====== DOCUMENT SECTION ======
Scale up to the full matrix

In [28]:

%time D = distmatrix(data)

CPU times: user 2min 9s, sys: 36 ms, total: 2min 9s
Wall time: 2min 8s

--> ~Same runtime as yesterday -- hurray for reproducibility

Intelly asked if this version of pearson handles missing data --> using IPython's ?? to look at the source code

Checking that the matrix is the expected size:

In [11]:

len(D), len(D[0])

Out[11]:

(2467, 2467)

Example 1: write the matrix as a simple tab delimited text file (Excel compatable)

In [12]:

out = open("mat1.txt","w")
for row in D:
    for value in row:
        s = str(value)
        out.write(s+"\t")
    out.write("\n")
out.close()

Example 2: Use join to place tabs only between elements (removes a trailing tab relative to the fist example)

In [13]:

out = open("mat2.txt","w")
for row in D:
    r = []
    for value in row:
        s = str(value)
        r.append(s)
    out.write("\t".join(r)+"\n")
out.close()
======
## YOUR INSTRUCTIONS
Revise the stretch of the notebook excerpt from "Example 1: write" through "the fist example)", putting "matrix1.txt" in place of "mat1.txt". The items are separate material, apart from the notebook excerpt.
====== EXTRACTED RECORDS ======
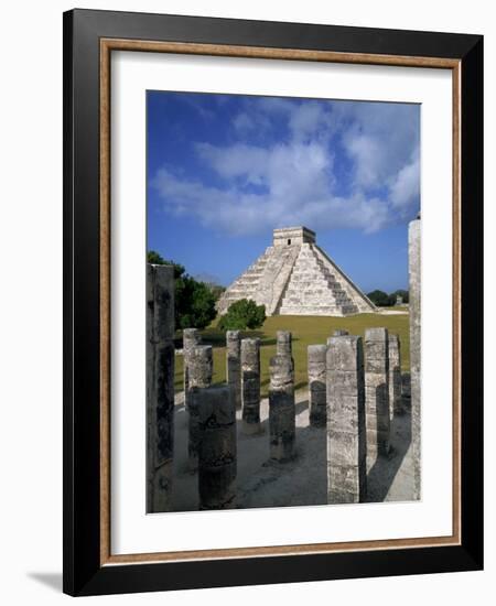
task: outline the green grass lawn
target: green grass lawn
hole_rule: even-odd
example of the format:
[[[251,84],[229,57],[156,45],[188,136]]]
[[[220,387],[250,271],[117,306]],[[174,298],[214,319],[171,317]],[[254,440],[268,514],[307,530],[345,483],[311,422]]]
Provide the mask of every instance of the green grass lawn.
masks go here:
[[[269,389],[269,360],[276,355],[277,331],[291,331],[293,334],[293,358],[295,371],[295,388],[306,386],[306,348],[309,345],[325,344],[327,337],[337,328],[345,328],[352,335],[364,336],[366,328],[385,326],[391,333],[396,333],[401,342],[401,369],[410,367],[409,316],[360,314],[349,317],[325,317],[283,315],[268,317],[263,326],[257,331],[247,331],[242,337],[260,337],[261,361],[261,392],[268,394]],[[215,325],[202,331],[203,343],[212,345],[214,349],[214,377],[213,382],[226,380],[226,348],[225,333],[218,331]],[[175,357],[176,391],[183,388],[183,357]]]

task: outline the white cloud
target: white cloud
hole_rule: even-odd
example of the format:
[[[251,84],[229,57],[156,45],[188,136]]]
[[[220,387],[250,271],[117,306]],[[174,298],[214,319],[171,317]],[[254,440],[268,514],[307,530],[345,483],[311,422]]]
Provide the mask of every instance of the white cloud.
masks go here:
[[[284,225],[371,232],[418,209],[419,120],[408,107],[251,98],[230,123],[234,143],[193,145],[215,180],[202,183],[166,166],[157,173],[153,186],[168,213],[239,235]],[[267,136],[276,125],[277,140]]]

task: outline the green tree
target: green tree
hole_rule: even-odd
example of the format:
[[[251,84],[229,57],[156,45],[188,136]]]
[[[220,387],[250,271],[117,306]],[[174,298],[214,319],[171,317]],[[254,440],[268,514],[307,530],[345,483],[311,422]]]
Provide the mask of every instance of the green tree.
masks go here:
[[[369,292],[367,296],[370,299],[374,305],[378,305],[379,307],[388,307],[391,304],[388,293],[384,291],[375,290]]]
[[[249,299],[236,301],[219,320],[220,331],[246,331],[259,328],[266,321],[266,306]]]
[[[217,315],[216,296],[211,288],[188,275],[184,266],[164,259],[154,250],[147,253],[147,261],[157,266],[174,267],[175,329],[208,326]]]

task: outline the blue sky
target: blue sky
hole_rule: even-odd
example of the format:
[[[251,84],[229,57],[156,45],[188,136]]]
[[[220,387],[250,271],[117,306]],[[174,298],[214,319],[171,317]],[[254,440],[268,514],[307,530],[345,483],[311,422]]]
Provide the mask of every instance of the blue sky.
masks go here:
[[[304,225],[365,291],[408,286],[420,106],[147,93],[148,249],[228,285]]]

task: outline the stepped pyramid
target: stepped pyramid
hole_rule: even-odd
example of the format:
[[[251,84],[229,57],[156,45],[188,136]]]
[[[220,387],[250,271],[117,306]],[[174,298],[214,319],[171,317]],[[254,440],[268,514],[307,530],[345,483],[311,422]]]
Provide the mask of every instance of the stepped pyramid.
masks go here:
======
## FINISHED EXERCISE
Example 1: write the matrix as a simple tab delimited text file (Excel compatable)

In [12]:

out = open("matrix1.txt","w")
for row in D:
    for value in row:
        s = str(value)
        out.write(s+"\t")
    out.write("\n")
out.close()

Example 2: Use join to place tabs only between elements (removes a trailing tab relative to the fist example)